*** Block opens ***

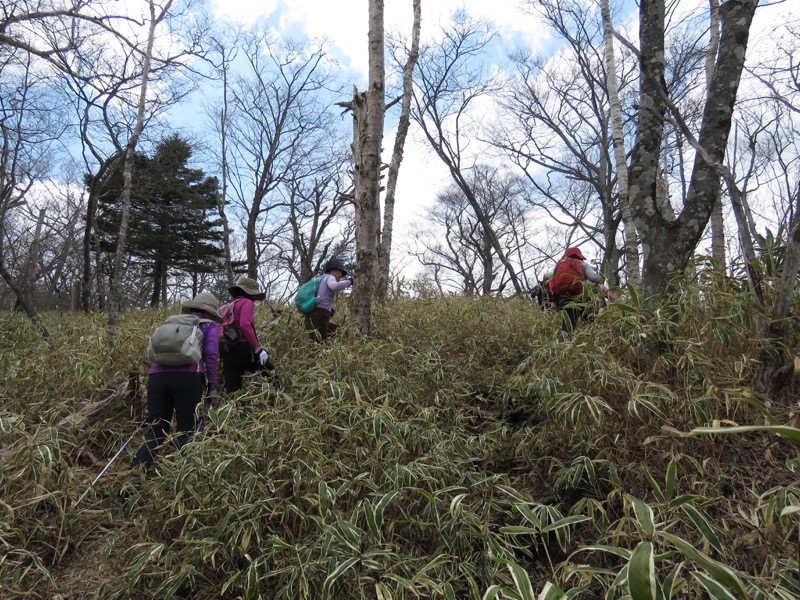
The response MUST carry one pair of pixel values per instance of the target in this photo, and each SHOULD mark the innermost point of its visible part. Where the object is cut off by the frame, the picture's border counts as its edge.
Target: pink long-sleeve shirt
(243, 317)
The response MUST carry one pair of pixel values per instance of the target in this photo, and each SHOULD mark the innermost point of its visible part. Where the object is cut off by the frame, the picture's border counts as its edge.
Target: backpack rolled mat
(176, 342)
(568, 277)
(306, 298)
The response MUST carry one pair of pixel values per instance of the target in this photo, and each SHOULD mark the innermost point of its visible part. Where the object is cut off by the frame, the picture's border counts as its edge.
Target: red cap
(576, 252)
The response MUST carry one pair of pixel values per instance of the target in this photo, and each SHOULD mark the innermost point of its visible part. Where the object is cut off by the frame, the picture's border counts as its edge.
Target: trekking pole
(113, 458)
(202, 418)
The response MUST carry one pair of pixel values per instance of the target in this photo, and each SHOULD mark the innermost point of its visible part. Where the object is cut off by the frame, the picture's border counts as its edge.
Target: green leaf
(565, 522)
(551, 592)
(642, 573)
(704, 526)
(718, 571)
(323, 499)
(493, 592)
(455, 505)
(790, 433)
(621, 552)
(521, 581)
(340, 570)
(251, 582)
(671, 479)
(529, 515)
(668, 589)
(790, 510)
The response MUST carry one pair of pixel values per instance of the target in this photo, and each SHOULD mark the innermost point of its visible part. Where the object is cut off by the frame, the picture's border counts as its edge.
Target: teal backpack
(306, 298)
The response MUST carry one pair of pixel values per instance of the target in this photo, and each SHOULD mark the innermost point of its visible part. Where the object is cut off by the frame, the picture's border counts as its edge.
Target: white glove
(263, 357)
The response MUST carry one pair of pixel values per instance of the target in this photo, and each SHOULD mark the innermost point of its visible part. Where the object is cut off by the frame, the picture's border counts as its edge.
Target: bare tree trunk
(397, 156)
(368, 106)
(633, 269)
(119, 259)
(717, 223)
(775, 369)
(221, 198)
(669, 245)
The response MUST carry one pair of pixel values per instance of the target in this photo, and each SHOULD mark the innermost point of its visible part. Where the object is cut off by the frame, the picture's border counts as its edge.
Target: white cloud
(345, 22)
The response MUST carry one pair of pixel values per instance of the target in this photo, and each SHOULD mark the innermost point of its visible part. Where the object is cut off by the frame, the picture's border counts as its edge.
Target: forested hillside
(460, 451)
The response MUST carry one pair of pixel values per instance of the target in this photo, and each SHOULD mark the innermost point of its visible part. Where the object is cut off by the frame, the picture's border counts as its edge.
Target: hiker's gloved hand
(263, 357)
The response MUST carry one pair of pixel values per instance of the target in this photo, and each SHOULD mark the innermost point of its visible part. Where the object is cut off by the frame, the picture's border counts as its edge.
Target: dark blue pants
(177, 392)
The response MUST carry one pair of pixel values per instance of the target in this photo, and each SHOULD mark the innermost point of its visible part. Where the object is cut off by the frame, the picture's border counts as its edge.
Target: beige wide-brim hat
(249, 287)
(207, 303)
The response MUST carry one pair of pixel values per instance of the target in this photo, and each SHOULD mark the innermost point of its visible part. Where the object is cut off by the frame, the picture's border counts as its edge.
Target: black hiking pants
(236, 361)
(169, 392)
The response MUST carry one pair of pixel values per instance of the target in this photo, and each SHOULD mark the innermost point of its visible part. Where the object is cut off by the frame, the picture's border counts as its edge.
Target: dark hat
(335, 263)
(205, 302)
(249, 287)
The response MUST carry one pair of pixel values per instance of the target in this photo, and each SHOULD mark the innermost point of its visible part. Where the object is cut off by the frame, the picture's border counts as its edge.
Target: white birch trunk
(368, 166)
(633, 269)
(717, 223)
(119, 260)
(397, 156)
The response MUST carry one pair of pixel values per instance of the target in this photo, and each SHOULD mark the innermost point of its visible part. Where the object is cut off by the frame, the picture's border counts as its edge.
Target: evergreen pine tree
(174, 227)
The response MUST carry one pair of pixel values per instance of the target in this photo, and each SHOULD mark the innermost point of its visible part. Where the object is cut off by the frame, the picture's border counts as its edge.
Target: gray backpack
(177, 341)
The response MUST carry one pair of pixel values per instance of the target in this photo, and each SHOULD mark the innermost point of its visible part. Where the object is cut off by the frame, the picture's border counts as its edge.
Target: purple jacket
(328, 287)
(209, 364)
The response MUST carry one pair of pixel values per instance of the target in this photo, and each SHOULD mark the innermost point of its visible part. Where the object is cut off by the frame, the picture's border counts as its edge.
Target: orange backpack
(568, 277)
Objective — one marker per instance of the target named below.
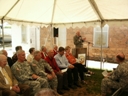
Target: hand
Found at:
(71, 66)
(49, 76)
(16, 89)
(84, 39)
(34, 76)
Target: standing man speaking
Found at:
(78, 40)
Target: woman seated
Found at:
(79, 66)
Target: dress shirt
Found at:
(7, 82)
(61, 61)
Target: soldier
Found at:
(22, 71)
(78, 40)
(118, 78)
(44, 70)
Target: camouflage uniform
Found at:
(23, 73)
(118, 78)
(40, 69)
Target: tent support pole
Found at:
(2, 27)
(95, 8)
(53, 11)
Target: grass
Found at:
(92, 88)
(94, 82)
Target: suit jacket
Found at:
(61, 61)
(9, 61)
(53, 64)
(3, 84)
(78, 42)
(43, 55)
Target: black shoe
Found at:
(60, 92)
(78, 85)
(72, 87)
(66, 88)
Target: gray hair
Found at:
(19, 52)
(46, 92)
(36, 52)
(42, 48)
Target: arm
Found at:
(77, 40)
(59, 63)
(22, 74)
(37, 70)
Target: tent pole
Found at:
(10, 9)
(53, 11)
(101, 63)
(95, 8)
(2, 27)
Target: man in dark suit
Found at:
(8, 83)
(78, 40)
(4, 52)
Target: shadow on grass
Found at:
(92, 88)
(94, 82)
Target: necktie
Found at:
(7, 77)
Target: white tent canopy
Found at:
(63, 12)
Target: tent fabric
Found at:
(62, 12)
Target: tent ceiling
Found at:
(63, 11)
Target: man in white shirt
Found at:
(8, 83)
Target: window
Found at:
(101, 38)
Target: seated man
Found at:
(44, 70)
(62, 77)
(72, 60)
(63, 63)
(43, 52)
(9, 60)
(8, 83)
(24, 74)
(30, 56)
(118, 78)
(14, 57)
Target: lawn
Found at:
(92, 88)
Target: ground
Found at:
(92, 88)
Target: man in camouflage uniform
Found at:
(44, 70)
(23, 72)
(118, 78)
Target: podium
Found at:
(80, 54)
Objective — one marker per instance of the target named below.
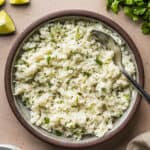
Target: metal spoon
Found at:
(110, 43)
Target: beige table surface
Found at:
(10, 129)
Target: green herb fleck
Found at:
(48, 59)
(86, 74)
(98, 61)
(57, 132)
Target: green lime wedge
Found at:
(2, 2)
(6, 23)
(19, 2)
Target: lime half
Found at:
(2, 2)
(6, 23)
(19, 2)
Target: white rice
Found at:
(70, 82)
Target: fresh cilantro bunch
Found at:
(135, 9)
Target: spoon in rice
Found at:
(110, 43)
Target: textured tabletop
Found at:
(11, 131)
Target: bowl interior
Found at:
(24, 112)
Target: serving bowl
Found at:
(22, 113)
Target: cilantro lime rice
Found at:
(69, 81)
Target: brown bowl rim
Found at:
(44, 19)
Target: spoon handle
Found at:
(137, 86)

*** Block closes ***

What is expected
Find and show each line of the listing with the word "bowl".

Exercise result
Target: bowl interior
Target: serving bowl
Target: brown bowl rim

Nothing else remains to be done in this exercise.